-------- MATERIAL FOR THIS EXERCISE
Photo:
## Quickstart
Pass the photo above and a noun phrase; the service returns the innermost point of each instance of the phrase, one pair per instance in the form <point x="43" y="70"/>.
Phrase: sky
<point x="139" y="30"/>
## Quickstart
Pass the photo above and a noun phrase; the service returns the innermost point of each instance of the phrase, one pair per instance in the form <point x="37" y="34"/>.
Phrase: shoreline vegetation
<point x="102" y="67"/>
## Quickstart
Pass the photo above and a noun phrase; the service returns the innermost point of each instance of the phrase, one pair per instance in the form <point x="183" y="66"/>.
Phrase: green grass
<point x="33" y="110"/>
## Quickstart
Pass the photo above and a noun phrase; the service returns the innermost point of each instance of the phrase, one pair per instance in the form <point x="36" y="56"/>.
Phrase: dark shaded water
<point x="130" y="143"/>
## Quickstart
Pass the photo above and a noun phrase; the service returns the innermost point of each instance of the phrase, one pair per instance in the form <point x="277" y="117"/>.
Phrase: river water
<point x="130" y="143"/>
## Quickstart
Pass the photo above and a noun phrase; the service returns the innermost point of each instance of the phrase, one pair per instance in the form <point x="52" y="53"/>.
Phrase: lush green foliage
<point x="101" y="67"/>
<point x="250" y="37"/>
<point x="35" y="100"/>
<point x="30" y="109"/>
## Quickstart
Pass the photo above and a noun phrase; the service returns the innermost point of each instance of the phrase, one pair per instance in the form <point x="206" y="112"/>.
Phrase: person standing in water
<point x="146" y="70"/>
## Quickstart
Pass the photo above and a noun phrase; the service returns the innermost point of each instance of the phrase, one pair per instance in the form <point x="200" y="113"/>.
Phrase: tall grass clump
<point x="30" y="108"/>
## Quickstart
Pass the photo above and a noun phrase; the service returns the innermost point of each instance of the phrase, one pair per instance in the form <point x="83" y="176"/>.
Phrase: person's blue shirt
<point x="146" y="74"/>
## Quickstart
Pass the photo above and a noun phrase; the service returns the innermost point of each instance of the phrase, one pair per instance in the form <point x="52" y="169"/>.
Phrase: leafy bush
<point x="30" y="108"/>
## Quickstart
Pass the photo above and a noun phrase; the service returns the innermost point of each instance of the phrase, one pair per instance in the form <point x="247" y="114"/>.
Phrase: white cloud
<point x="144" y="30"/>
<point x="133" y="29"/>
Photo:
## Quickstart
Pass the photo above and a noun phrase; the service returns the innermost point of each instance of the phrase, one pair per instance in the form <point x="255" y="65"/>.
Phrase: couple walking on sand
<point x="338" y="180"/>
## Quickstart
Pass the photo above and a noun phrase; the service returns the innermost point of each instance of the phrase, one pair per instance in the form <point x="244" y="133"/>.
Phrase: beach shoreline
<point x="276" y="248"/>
----------------
→ **REQUIRED WORK**: Pull out every line in the records above that contains the word "water", and list each one in full.

→ **RESULT FOR THIS EXERCISE**:
Phrase: dark shaded water
Phrase: river water
Phrase: person standing in water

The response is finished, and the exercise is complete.